I sometimes hear from wives who suspect an affair. But sometimes, the affair is not a current event. Some of these wives suspect an affair that has probably long been over. And they are wondering if whether, after so much time, it is even worth it to mention it now.
I heard from a wife who said: “the other day, I was in the grocery store and I ran into my husband’s old office assistant. I haven’t seen her in over a decade. She worked with my husband after we first got married, but she later quit to go back to school. We were friendly but I didn’t know her all that well. So as we are chatting about small talk at the grocery store, this woman starts talking and asking about my husband. In fact, he was all that she seemed to be interested in. And her eyes lit up at the memory of him. Suddenly, the hairs on the back of my neck stood up. I went home and called one of my girlfriends and told her about the incident. I asked my girlfriend if this was all in my own imagination or whether I was being silly. My friend told me that no, she didn’t think that I was being silly because she always got the vibe that there was something going on between them but she didn’t want to hurt me by saying anything. After both conversations, I started thinking about how often my husband worked late during that time period and I also thought about how they went on overnight trips for work sometimes. At this point, I’m reasonably sure they might have had an affair. This was over a decade ago and we’ve been happily married ever since. Should I confront my husband about something that happened so long ago?” I’ll answer these questions in the following article.

## [Dataset]
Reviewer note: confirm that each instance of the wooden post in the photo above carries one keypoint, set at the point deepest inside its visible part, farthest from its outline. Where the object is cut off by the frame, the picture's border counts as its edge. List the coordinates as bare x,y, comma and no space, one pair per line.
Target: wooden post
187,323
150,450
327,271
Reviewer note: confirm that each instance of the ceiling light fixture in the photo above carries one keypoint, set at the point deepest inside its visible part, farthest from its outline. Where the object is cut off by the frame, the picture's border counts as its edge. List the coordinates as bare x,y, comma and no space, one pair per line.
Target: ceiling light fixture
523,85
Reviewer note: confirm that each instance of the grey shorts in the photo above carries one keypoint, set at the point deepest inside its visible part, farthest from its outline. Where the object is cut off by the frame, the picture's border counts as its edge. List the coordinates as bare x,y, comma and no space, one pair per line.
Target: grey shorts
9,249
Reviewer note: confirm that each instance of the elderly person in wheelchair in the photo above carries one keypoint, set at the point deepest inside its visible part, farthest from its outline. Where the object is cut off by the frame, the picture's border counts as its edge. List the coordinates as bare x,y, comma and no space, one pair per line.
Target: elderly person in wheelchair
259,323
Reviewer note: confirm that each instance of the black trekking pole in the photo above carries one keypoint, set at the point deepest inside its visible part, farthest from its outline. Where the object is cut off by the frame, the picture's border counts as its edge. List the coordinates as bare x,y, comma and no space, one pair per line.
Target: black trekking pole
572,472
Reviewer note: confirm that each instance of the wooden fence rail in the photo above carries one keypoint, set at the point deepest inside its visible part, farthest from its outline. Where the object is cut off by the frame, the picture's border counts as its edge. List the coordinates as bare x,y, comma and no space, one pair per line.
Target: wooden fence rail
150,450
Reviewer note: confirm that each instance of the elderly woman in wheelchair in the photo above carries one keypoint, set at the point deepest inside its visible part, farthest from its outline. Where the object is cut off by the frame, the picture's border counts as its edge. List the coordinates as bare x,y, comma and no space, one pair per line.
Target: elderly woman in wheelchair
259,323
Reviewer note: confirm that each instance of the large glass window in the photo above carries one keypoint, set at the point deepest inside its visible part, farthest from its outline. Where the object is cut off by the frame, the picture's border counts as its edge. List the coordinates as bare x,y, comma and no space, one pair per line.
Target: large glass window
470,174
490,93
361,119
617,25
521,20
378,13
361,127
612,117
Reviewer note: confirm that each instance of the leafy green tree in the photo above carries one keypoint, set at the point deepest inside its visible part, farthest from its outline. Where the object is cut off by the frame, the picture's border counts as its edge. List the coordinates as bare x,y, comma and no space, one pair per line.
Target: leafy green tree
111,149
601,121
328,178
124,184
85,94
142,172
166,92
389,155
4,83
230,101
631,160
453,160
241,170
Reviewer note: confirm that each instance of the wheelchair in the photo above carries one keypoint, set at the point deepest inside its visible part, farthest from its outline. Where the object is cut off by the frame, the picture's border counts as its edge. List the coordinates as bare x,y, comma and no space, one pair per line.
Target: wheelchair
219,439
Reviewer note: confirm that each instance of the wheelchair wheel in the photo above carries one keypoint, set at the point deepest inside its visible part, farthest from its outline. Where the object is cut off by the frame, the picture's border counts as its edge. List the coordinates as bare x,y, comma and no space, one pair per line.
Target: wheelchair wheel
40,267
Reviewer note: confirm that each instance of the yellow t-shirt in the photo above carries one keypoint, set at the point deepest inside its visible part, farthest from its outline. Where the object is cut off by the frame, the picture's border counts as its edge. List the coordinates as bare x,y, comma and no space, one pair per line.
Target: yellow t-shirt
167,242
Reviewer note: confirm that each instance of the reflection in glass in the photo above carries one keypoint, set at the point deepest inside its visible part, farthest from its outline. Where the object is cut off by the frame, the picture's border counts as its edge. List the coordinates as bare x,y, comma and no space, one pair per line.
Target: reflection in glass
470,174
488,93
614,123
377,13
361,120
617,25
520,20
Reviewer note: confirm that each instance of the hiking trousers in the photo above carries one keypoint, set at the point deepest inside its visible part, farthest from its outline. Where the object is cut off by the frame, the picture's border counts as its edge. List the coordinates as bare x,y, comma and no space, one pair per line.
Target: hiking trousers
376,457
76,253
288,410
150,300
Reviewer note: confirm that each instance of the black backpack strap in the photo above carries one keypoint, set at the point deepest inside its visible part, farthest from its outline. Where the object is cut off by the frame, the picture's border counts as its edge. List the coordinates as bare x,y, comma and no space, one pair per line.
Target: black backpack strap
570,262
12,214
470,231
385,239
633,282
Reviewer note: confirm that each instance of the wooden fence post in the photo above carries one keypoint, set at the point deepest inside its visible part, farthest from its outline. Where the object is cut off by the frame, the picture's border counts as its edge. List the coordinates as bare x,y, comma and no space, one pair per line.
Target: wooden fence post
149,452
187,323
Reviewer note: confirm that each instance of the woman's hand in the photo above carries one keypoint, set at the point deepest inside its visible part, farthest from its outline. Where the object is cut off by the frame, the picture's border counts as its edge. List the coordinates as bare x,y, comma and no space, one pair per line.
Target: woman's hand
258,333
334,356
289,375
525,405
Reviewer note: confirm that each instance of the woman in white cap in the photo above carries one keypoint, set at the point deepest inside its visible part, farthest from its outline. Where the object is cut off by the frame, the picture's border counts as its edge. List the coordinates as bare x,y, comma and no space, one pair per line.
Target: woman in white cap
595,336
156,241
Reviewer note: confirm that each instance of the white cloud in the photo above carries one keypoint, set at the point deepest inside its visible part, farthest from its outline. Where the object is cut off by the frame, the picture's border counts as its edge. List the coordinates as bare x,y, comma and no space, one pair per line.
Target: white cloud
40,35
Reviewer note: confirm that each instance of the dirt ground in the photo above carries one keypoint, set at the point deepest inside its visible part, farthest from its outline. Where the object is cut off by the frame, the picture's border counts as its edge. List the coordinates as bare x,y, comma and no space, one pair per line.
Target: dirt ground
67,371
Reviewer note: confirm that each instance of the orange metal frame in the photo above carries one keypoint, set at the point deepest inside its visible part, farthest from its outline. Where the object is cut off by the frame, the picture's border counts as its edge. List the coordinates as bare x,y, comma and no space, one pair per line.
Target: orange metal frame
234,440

## [Tasks for this exercise]
[1] In the text about a suspected past affair, why did the husband's old office assistant quit her job?
[2] Translate this sentence from the text about a suspected past affair into Spanish: "This was over a decade ago and we’ve been happily married ever since."

## [Answer set]
[1] She quit to go back to school.

[2] Esto fue hace más de una década y desde entonces hemos estado felizmente casados.